Saturday, March 27, 2010

AC/DC Marriage

Alongside ruder ones, there is a polite word for those who prefer their mates to be made of plastic and wires: technosexuals. (Calvin Klein already has trademarked “technosexual” for some unspecified future product.)

It’s not a new idea. Arguably, the Pygmalion and Galatea myth contains the seeds of it. The plot of Fritz Lang’s 1927 scifi movie classic Metropolis hinges on a sexy robot. My Living Doll was an early ‘60s sitcom. The cult 1987 film Cherry 2000 takes it further. Making Mr. Right, also from 1987, gender-reverses the same idea. Full size dolls costing thousands of dollars (see http://www.realdoll.com/) are a present-day marketing success. Efforts to make true robots both sexually attractive and lifelike continue. Kokoro manufactures and markets some of the most successful (and disturbing) animatronic “actroids.” (See http://www.youtube.com/watch?v=s3iYEc6Dht4)

According to Scientific American, artificial-intelligence researcher David Levy asked a crowd at the Museum of Sex in New York City “Why not marry a robot?” One of the visitors countered by asking if anyone who wanted to marry a robot was deluded. Levy’s response was, “If the alternative is that you are lonely and sad and miserable, is it not better to find a robot that claims to love you and acts like it loves you?”

I suppose I’ve heard less sound arguments for marriage. In both of the 1987 movies mentioned above, the protagonists have to decide between a biological partner and a mechanical one. The two films end opposite ways. In case you haven’t seen them, I’ll let you guess which is which.

There is little doubt that human/robot relationships (if that is the right word) will be part of the future. Whether it ever will cease to be awkward for a technosexual to announce his or her predilections to mom and dad is another question.

• **What needs to be done**
Answer these questions using the AC/DC Marriage post:
1. Which company has trademarked "technosexual"?
2. In what year did Fritz Lang's Metropolis come out?
3. Where did David Levy ask a crowd "Why not marry a robot?"

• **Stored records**
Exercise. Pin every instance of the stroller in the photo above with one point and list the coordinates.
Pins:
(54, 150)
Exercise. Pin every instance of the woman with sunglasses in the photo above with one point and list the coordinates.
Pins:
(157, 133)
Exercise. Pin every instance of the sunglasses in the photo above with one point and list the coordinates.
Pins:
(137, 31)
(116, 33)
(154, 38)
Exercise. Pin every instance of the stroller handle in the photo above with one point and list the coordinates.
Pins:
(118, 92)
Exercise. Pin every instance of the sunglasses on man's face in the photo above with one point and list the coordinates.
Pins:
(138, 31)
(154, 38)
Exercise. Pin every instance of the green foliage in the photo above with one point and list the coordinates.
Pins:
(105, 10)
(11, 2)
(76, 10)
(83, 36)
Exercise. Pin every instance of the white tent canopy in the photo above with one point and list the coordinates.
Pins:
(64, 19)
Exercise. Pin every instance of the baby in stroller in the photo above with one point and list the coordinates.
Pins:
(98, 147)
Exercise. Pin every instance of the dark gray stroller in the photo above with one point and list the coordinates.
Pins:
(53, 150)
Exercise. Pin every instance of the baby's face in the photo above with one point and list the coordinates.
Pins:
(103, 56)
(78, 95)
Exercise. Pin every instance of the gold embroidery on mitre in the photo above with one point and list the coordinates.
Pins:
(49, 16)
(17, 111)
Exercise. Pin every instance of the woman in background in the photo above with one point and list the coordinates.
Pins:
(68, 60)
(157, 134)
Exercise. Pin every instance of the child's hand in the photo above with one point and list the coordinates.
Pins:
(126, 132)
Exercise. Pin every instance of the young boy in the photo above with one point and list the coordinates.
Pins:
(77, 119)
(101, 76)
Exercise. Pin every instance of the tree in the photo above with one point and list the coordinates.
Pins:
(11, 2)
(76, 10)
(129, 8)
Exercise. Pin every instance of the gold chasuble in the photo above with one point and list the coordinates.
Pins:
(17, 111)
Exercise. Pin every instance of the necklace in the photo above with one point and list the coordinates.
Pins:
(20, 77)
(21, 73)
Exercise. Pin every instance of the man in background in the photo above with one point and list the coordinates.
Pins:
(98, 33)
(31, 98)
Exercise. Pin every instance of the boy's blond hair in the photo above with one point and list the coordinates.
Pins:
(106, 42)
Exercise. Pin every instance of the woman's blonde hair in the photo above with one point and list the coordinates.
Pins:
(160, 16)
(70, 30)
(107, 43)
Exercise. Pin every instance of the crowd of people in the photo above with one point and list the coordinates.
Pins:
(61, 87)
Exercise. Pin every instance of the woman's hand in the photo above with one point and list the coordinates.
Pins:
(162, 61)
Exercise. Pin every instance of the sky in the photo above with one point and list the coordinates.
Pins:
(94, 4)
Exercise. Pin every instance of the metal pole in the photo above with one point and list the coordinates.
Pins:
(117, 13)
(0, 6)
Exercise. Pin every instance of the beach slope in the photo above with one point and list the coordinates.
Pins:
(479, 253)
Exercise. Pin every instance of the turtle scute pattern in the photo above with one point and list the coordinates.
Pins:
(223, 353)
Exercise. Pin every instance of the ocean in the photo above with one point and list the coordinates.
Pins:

• **Output below**
1. Calvin Klein
2. 1927
3. At the Museum of Sex in New York City